Texto fornecido:
Quem já tiver instalado e tiver dúvidas *'''e eu souber responder'',* pode postar aqui.


Abração a todos e um detalhe mais...No fim do ano passado ganhei uma assinatura da revista *LINUX MAGAZINE* do forum *underlinux* por ser o *usuário mais agradecido* daquele mês, então dessa vez quero ver se ganho uma *PAJERO* hen pessoal...vamos lá (Rsssssss).

----------


## gladstony

Roberto, voce ja me ajudou e continua ajudando muito, meus sinceros votos... que seja seu o premio.

Abraço.

----------


## alexsuarezferreira

> Roberto, voce ja me ajudou e continua ajudando muito, meus sinceros votos... que seja seu o premio.
> 
> Abraço.


e isso dai, tambem se incluo nese agradecimento. prarabem´s..

----------


## JHONNE

Roberto, 



meu mk ja funciona redirecionando por rotas a um servidor debian com cache squid, estive pensando em instalar o thundercache, mas hoje o que tenho medo é do desempenho. Como fica com cerca de 500 clientes? já fez algum teste do tipo?

Registros fornecidos:
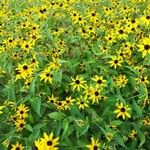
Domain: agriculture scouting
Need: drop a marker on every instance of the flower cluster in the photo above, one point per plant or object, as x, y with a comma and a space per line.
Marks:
77, 69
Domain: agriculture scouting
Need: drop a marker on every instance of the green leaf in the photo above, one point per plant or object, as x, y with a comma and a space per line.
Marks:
58, 76
28, 127
119, 140
2, 147
55, 115
142, 137
36, 105
65, 127
116, 122
137, 109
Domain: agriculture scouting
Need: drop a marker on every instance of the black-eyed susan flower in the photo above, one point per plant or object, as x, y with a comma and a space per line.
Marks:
49, 142
115, 62
1, 107
95, 144
144, 46
52, 99
23, 71
68, 102
77, 83
121, 81
82, 102
38, 144
27, 46
146, 121
20, 124
22, 111
133, 135
47, 75
99, 80
17, 146
122, 110
142, 80
94, 95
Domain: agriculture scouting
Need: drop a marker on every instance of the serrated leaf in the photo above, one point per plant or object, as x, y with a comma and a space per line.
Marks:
119, 140
137, 109
36, 105
116, 122
55, 115
28, 127
65, 127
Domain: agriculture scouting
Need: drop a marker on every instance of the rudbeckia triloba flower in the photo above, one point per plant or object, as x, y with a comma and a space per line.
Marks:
47, 75
122, 111
144, 46
22, 111
82, 102
115, 62
95, 144
121, 81
94, 95
1, 107
133, 135
77, 83
23, 71
68, 102
17, 146
20, 124
49, 142
100, 82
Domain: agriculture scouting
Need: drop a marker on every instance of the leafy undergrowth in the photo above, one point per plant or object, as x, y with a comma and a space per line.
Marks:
74, 74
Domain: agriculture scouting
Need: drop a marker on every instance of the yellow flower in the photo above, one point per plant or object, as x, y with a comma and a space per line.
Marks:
68, 102
1, 107
100, 82
17, 146
143, 80
20, 124
121, 81
23, 71
52, 99
22, 111
27, 46
95, 144
115, 62
38, 145
122, 111
47, 75
94, 95
144, 47
49, 142
133, 135
82, 102
77, 83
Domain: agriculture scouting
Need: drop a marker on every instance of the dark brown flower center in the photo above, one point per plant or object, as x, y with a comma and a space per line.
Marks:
99, 81
96, 93
82, 103
77, 82
25, 67
93, 14
27, 46
121, 31
21, 112
116, 61
146, 46
21, 125
123, 109
49, 143
95, 148
147, 17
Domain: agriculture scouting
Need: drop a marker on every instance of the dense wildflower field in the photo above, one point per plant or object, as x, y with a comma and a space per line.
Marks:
74, 74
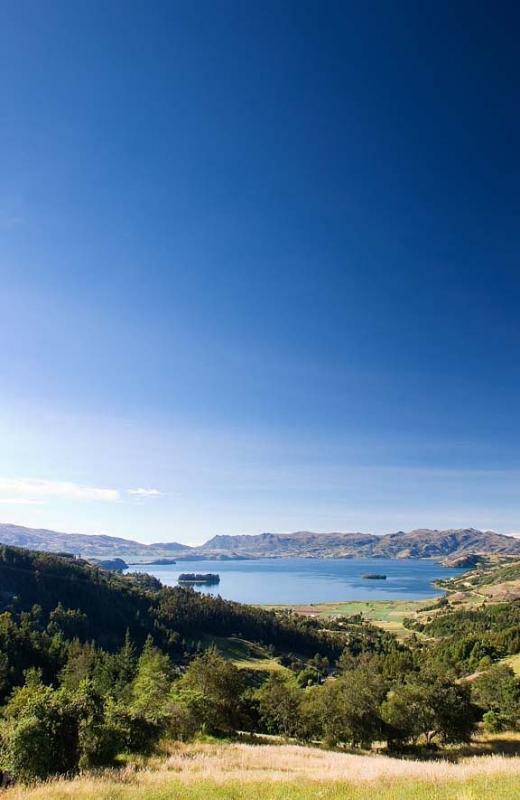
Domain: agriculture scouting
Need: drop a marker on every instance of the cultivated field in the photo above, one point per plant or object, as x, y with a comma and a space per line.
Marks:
288, 772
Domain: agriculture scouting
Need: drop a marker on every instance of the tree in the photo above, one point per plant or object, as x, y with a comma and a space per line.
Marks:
497, 692
151, 686
212, 688
434, 707
280, 702
351, 708
40, 736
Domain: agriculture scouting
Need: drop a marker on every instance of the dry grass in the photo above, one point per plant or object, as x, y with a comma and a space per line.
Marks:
289, 772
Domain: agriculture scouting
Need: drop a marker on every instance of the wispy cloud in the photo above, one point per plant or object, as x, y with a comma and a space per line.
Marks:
28, 489
21, 501
144, 492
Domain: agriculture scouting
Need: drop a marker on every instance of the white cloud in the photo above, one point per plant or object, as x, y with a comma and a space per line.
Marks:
29, 489
145, 492
20, 501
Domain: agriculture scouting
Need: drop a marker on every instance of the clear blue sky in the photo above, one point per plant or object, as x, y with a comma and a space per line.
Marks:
259, 266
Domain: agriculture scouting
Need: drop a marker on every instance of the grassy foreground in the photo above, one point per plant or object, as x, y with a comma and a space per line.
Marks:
288, 772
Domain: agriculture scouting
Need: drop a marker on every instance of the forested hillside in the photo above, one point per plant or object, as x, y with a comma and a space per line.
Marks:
94, 665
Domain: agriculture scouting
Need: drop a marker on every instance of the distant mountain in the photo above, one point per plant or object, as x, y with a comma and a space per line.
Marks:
96, 546
420, 543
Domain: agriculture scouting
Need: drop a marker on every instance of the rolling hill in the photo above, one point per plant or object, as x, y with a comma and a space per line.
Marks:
419, 543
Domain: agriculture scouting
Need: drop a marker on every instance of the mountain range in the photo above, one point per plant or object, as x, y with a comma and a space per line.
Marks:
420, 543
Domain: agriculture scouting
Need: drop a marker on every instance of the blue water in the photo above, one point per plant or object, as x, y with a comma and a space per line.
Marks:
301, 580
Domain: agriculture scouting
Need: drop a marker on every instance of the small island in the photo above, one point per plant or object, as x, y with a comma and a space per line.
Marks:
196, 577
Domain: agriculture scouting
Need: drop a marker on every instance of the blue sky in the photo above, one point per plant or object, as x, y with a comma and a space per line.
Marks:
259, 266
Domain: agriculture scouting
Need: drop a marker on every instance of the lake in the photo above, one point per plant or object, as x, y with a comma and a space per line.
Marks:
302, 580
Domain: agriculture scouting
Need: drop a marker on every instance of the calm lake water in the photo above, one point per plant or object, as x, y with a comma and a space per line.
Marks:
301, 580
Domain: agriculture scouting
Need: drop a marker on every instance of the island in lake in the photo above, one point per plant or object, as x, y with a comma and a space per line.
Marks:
207, 578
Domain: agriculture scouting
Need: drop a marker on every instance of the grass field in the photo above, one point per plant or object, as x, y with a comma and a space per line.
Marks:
288, 772
386, 614
244, 654
513, 662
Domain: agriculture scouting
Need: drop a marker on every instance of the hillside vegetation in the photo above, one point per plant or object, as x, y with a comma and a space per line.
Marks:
99, 669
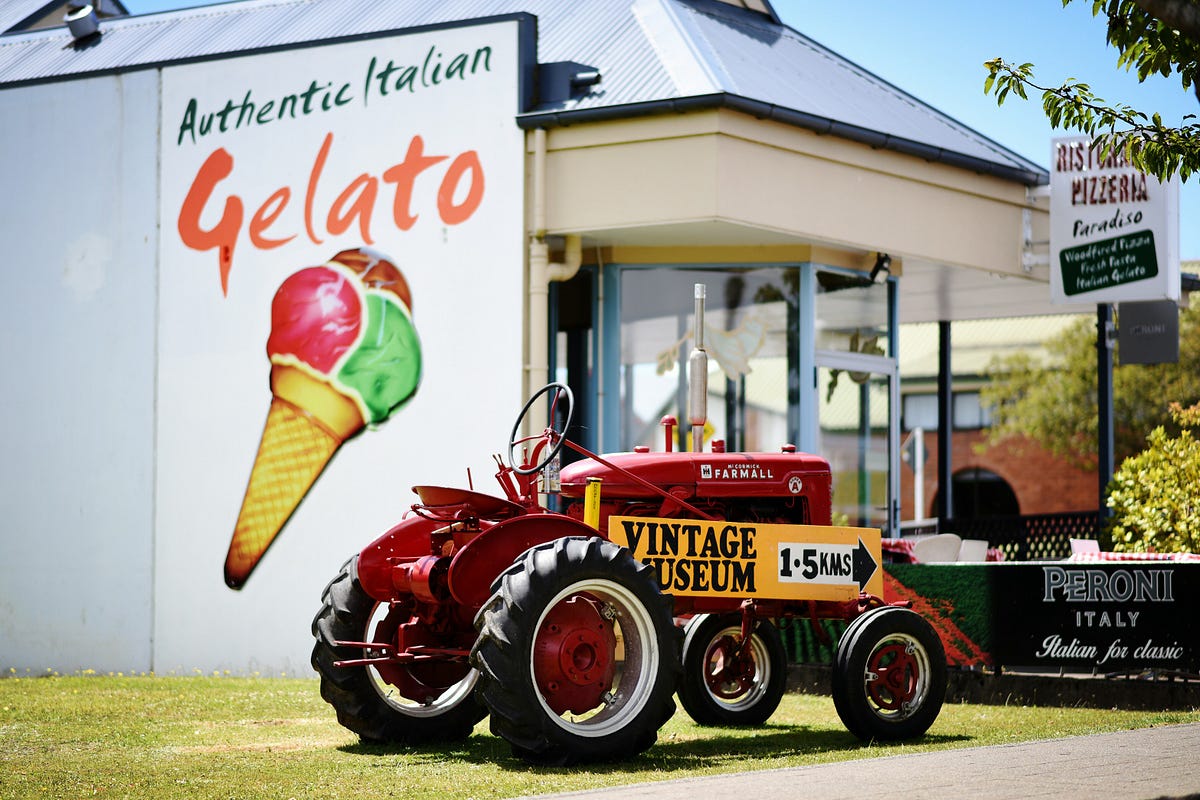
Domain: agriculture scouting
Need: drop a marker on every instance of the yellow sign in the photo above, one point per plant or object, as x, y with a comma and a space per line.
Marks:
702, 558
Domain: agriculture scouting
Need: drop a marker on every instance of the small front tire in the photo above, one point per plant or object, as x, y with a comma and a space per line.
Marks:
577, 654
889, 675
720, 689
364, 699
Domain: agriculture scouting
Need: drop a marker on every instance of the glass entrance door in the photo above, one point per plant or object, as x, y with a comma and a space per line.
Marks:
855, 434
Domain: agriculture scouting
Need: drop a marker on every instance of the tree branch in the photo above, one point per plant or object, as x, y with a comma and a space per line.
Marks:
1183, 17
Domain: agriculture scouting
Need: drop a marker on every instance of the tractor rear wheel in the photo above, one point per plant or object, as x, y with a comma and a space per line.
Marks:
577, 654
396, 704
889, 675
721, 687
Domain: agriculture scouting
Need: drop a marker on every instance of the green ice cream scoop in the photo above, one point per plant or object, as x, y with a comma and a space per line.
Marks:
385, 367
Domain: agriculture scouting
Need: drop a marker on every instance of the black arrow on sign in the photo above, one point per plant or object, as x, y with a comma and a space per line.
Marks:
864, 565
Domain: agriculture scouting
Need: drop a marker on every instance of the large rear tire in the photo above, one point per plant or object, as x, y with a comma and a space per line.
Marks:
577, 654
441, 704
889, 675
720, 689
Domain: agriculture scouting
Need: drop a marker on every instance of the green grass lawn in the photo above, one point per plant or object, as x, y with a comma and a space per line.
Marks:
172, 737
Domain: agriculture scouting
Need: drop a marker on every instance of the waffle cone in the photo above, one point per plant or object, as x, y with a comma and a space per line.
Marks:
295, 446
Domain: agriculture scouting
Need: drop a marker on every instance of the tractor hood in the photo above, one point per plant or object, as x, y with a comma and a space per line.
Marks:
706, 474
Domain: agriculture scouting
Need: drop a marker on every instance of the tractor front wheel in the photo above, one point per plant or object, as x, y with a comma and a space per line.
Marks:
395, 704
889, 675
577, 654
726, 683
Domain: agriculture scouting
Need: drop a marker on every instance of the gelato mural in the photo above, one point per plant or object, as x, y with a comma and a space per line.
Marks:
343, 354
306, 198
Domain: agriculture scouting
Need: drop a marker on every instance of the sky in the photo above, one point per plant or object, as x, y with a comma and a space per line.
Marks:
934, 49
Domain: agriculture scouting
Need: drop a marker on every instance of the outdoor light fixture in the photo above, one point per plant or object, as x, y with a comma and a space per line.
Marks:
882, 268
82, 20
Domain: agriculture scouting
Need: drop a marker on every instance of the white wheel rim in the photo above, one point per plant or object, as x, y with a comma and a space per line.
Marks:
761, 675
449, 698
637, 669
916, 650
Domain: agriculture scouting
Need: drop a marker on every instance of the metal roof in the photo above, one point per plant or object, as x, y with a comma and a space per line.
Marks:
654, 56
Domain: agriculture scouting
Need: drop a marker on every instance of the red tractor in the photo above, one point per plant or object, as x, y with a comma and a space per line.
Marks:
663, 573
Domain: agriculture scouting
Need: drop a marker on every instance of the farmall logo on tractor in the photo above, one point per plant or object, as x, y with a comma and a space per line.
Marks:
725, 559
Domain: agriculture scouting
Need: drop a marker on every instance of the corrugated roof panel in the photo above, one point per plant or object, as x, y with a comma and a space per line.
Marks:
796, 72
735, 55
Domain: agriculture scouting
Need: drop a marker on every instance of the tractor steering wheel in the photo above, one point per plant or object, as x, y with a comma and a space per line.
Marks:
552, 437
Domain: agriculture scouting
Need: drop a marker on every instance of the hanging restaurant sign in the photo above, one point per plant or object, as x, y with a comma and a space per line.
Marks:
1114, 230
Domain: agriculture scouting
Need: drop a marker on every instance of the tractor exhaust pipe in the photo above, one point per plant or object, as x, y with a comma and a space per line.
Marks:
697, 377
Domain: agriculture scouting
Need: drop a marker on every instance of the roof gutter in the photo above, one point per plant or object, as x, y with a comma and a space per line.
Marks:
822, 125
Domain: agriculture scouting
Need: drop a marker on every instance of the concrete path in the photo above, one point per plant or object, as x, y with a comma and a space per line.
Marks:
1145, 764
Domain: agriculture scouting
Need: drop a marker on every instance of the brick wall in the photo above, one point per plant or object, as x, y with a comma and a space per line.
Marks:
1042, 482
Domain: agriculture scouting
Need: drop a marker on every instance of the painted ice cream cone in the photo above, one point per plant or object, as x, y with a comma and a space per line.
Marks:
345, 354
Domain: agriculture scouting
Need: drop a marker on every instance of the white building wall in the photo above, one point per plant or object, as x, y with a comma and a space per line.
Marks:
78, 313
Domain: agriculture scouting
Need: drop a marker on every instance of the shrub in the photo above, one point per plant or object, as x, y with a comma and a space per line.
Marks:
1153, 494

O que se espera: Resuma em duas frases o texto fornecido. Os registros são um material à parte, distinto do texto.

Resposta ao exercício: O autor da primeira mensagem se oferece para responder dúvidas de quem já tiver instalado e conta que ganhou uma assinatura da revista Linux Magazine do fórum underlinux por ser o usuário mais agradecido do mês, brincando que agora quer ganhar uma Pajero. Outros participantes agradecem a Roberto pela ajuda e desejam que o prêmio seja dele, e JHONNE, cujo mk já redireciona por rotas a um servidor Debian com cache Squid, pergunta como fica o desempenho do thundercache com cerca de 500 clientes.